ISTRUZIONI DA SEGUIRE
Riscrivi tutti i dati sostituendo ogni occorrenza di "rough mask" con "coarse mask" e lasciando invariato tutto il resto.

DATI DEL DATASET

━━━

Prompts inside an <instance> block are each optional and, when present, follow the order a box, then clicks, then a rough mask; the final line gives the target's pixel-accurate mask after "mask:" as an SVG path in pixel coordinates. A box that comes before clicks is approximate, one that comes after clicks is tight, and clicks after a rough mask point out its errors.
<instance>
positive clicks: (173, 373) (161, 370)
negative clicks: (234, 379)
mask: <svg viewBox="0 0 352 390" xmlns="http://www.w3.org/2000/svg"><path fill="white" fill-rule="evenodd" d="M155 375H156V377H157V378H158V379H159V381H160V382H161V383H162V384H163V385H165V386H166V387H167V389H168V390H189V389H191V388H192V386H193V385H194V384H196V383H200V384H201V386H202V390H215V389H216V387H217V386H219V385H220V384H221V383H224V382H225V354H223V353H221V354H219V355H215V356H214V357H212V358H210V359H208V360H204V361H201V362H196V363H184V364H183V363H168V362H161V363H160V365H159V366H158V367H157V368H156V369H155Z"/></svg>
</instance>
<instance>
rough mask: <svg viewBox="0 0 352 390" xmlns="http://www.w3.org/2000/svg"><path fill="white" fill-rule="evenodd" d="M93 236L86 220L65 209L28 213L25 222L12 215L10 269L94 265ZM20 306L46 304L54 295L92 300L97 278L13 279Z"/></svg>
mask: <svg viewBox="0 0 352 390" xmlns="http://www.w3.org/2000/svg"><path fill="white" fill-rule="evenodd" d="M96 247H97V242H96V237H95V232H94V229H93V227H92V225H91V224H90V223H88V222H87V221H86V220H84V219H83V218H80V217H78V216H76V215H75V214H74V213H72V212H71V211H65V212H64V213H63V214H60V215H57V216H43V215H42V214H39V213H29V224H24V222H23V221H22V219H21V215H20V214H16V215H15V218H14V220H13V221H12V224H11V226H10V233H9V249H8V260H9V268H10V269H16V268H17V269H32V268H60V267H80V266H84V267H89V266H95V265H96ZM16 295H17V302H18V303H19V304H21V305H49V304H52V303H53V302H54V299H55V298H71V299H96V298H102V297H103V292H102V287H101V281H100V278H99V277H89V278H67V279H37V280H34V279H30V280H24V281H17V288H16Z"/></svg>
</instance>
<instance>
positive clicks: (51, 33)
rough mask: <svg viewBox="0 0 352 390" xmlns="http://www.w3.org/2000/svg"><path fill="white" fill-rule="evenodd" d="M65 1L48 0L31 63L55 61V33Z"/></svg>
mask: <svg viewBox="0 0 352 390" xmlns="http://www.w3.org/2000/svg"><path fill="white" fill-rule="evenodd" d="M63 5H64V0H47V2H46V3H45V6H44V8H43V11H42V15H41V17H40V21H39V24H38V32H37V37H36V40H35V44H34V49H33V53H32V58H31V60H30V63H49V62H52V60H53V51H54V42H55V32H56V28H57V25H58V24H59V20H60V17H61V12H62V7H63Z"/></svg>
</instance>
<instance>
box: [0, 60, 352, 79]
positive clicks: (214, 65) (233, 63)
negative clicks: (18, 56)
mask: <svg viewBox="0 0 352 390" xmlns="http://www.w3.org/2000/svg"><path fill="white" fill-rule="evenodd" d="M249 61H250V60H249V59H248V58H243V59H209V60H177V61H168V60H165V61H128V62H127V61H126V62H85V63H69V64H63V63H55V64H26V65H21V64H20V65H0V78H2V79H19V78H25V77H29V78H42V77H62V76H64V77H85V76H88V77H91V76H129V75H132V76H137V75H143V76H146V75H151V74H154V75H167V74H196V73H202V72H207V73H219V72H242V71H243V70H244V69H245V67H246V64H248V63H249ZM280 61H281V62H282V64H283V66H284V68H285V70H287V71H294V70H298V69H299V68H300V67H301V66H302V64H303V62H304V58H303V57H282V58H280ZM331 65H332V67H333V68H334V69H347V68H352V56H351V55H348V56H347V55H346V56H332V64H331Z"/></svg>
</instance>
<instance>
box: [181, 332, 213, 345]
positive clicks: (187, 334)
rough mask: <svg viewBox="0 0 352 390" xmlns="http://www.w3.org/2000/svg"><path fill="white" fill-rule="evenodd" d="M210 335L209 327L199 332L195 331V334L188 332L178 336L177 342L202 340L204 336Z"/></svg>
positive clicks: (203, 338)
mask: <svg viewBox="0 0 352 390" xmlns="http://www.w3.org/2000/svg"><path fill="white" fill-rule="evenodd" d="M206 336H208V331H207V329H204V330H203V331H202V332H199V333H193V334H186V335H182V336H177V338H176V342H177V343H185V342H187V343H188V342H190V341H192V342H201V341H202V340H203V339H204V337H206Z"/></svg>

━━━

RISPOSTA ALL'ESERCIZIO
Prompts inside an <instance> block are each optional and, when present, follow the order a box, then clicks, then a coarse mask; the final line gives the target's pixel-accurate mask after "mask:" as an SVG path in pixel coordinates. A box that comes before clicks is approximate, one that comes after clicks is tight, and clicks after a coarse mask point out its errors.
<instance>
positive clicks: (173, 373) (161, 370)
negative clicks: (234, 379)
mask: <svg viewBox="0 0 352 390" xmlns="http://www.w3.org/2000/svg"><path fill="white" fill-rule="evenodd" d="M155 375H156V377H157V378H158V379H159V381H160V382H161V383H162V384H163V385H165V386H166V387H167V389H168V390H189V389H191V388H192V386H193V385H194V384H196V383H200V384H201V386H202V390H215V389H216V387H217V386H219V385H220V384H221V383H224V382H225V354H223V353H221V354H219V355H215V356H214V357H212V358H210V359H208V360H204V361H201V362H196V363H184V364H183V363H168V362H161V363H160V365H159V366H158V367H157V368H156V369H155Z"/></svg>
</instance>
<instance>
coarse mask: <svg viewBox="0 0 352 390" xmlns="http://www.w3.org/2000/svg"><path fill="white" fill-rule="evenodd" d="M93 236L86 220L65 209L28 213L25 222L12 215L10 269L94 265ZM20 306L46 304L54 295L92 300L97 278L13 279Z"/></svg>
mask: <svg viewBox="0 0 352 390" xmlns="http://www.w3.org/2000/svg"><path fill="white" fill-rule="evenodd" d="M96 247H97V242H96V237H95V232H94V229H93V227H92V225H91V224H90V223H88V222H87V221H86V220H84V219H83V218H80V217H78V216H76V215H75V214H74V213H72V212H71V211H65V212H64V213H63V214H60V215H57V216H43V215H42V214H39V213H29V224H24V222H23V221H22V219H21V215H20V214H16V215H15V218H14V220H13V221H12V224H11V226H10V233H9V249H8V260H9V268H10V269H16V268H17V269H32V268H60V267H80V266H84V267H89V266H95V265H96ZM16 295H17V302H18V303H19V304H21V305H49V304H52V303H53V302H54V299H55V298H71V299H96V298H102V297H103V292H102V287H101V281H100V278H99V277H89V278H67V279H37V280H34V279H30V280H24V281H17V288H16Z"/></svg>
</instance>
<instance>
positive clicks: (51, 33)
coarse mask: <svg viewBox="0 0 352 390" xmlns="http://www.w3.org/2000/svg"><path fill="white" fill-rule="evenodd" d="M65 1L48 0L31 63L55 61V33Z"/></svg>
mask: <svg viewBox="0 0 352 390" xmlns="http://www.w3.org/2000/svg"><path fill="white" fill-rule="evenodd" d="M63 5H64V0H47V2H46V3H45V6H44V8H43V11H42V15H41V17H40V21H39V24H38V32H37V37H36V40H35V44H34V49H33V53H32V58H31V60H30V63H49V62H52V60H53V51H54V42H55V32H56V28H57V25H58V24H59V20H60V17H61V12H62V7H63Z"/></svg>
</instance>
<instance>
box: [0, 60, 352, 79]
positive clicks: (214, 65) (233, 63)
negative clicks: (18, 56)
mask: <svg viewBox="0 0 352 390" xmlns="http://www.w3.org/2000/svg"><path fill="white" fill-rule="evenodd" d="M249 61H250V60H249V59H248V58H243V59H209V60H177V61H168V60H165V61H128V62H127V61H126V62H85V63H69V64H63V63H55V64H26V65H21V64H20V65H0V78H2V79H19V78H25V77H29V78H42V77H62V76H64V77H85V76H88V77H91V76H129V75H132V76H137V75H143V76H146V75H151V74H154V75H167V74H196V73H202V72H207V73H219V72H242V71H243V70H244V69H245V67H246V64H248V63H249ZM280 61H281V62H282V64H283V66H284V68H285V70H287V71H294V70H298V69H299V68H300V67H301V66H302V64H303V62H304V58H303V57H282V58H280ZM331 65H332V67H333V68H334V69H347V68H352V56H351V55H348V56H347V55H346V56H332V64H331Z"/></svg>
</instance>
<instance>
box: [181, 332, 213, 345]
positive clicks: (187, 334)
coarse mask: <svg viewBox="0 0 352 390" xmlns="http://www.w3.org/2000/svg"><path fill="white" fill-rule="evenodd" d="M210 335L209 327L199 332L195 331V334L188 332L178 336L177 342L202 340L204 336Z"/></svg>
positive clicks: (203, 338)
mask: <svg viewBox="0 0 352 390" xmlns="http://www.w3.org/2000/svg"><path fill="white" fill-rule="evenodd" d="M206 336H208V331H207V329H204V330H203V331H202V332H199V333H193V334H186V335H182V336H177V338H176V342H177V343H185V342H187V343H188V342H190V341H192V342H201V341H202V340H203V339H204V337H206Z"/></svg>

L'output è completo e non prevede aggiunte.